▶ [Requirement]: Go through the listing and copy every line word for word.

▶ [Entries supplied]:
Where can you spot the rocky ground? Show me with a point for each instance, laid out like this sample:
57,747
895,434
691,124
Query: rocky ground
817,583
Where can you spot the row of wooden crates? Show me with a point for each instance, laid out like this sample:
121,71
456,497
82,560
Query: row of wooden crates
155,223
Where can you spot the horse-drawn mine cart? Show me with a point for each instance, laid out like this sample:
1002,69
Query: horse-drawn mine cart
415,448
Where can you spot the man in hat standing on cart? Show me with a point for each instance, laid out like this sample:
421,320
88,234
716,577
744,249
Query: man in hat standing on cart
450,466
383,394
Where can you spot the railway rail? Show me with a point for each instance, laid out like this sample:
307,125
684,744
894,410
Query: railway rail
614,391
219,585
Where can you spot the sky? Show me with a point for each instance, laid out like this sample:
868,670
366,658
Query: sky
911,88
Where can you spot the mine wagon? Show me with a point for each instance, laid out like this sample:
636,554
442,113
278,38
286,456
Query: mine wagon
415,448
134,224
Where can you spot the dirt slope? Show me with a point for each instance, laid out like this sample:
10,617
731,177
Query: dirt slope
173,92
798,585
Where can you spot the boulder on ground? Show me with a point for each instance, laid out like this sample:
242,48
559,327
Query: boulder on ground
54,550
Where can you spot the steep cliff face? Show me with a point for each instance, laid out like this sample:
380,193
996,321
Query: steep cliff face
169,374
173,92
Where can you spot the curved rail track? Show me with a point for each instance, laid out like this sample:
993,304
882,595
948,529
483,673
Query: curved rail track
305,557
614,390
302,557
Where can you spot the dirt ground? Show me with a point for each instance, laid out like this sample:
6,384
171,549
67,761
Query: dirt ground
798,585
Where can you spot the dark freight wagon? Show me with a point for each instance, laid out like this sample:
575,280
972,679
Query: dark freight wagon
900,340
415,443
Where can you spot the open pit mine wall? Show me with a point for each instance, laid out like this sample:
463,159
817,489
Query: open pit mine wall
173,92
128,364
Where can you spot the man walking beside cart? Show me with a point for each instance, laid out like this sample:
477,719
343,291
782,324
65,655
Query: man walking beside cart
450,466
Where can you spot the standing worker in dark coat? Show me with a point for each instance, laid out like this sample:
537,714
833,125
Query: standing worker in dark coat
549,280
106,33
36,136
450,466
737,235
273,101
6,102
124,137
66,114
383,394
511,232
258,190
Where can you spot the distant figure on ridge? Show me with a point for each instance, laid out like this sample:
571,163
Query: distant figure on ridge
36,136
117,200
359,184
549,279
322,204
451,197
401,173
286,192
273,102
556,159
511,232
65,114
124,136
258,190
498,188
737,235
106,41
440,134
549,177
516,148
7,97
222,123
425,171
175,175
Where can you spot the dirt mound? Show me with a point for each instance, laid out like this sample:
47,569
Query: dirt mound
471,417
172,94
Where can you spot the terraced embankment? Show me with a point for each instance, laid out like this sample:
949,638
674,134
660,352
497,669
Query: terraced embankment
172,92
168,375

▶ [Task solution]:
Where can you spot the rocky ground? Show me with a point for each instance, laid out like this sample:
57,747
895,434
691,124
Query: rocky ground
817,583
Where can you spot the row of wooden crates? Show me with a point for each instance, laid out like this sample:
121,71
456,497
82,560
Query: row of wooden crates
155,223
Where can you spot the horse-drawn mine cart? Show me with a point for each instance, laid out like this sample:
1002,69
Query: horse-drawn mine cart
415,448
Where can you spot the man in hat standing on cart? Show me with a point for each instance, laid out like this sample:
421,320
88,234
716,577
744,249
Query: man in hat standing on cart
450,466
383,394
Where can you spot the railway rail? Show me with a point for each instance, laid out like this sample:
307,125
684,744
894,410
Query: railway rail
614,391
219,585
Where can you spot the sky? Show me with a point for each instance, laid out like this sample:
868,670
366,658
Query: sky
911,88
Where can you spot the mine wagon? Show me with a point for each instance, laid out like this sample:
636,554
442,113
278,38
286,456
Query: mine wagon
415,448
134,224
Where can you spot the dirt slope? Show me with a point for each instance, laid out like this sample:
10,617
731,177
Query: dirt slope
173,92
798,585
Where can you spot the boulder on ground? Show me with a point for each instance, laid out like this sample:
242,48
559,327
Query: boulder on ground
54,550
Where can you spot the steep cliff face? Show me with a point for each instance, laid out like this sample:
380,193
996,321
Query: steep cliff face
169,374
173,92
Where can you spot the curved rail track? Show me with a point for each instance, laid out like this sample:
993,304
882,595
948,529
483,673
Query: curved rail track
305,557
614,390
302,557
Where can you spot the dirt ground? Show me with a point for each instance, laid out like this sample:
6,384
171,549
67,761
Query: dirt ground
798,585
Where can you spot the dark freight wagon? Show me with a point for each instance, laid out like this sample:
575,280
972,679
Query: dark freight wagon
900,340
415,443
Where can you spot the open pit mine wall? Show me with a point for each instance, laid out like this sample:
463,159
817,489
Query: open pit mine wall
173,92
128,364
Where can you spot the man walking beside cart? Show me with a point for each instance, laid out like this sample:
477,719
343,291
782,324
65,655
Query: man walking beside cart
450,466
Where can you spot the standing worker in dark coat? Show me with a point for each instance, laid out like this sample:
537,714
833,125
Query: standing worker in dark coat
549,280
106,33
36,136
450,466
737,235
273,101
6,102
124,137
66,114
383,394
511,232
258,190
Where can you spot the distant figure on ridge? Show me with a point for each instance, laid out like this sample:
571,163
Query: distant figure on ridge
36,136
117,200
359,184
549,279
322,204
451,197
401,173
286,192
273,102
556,159
511,232
65,114
124,136
258,190
498,188
737,235
106,41
440,134
549,177
516,148
7,97
222,123
425,171
175,175
Where can you spot the dirt mound? Show me with a point for each instance, laid out like this sample:
47,569
Query: dirt mound
471,417
172,94
Where can you spot the terraced embankment? Show me with a point for each instance, laid out like this sample:
949,638
674,134
660,352
497,669
Query: terraced embankment
172,92
168,375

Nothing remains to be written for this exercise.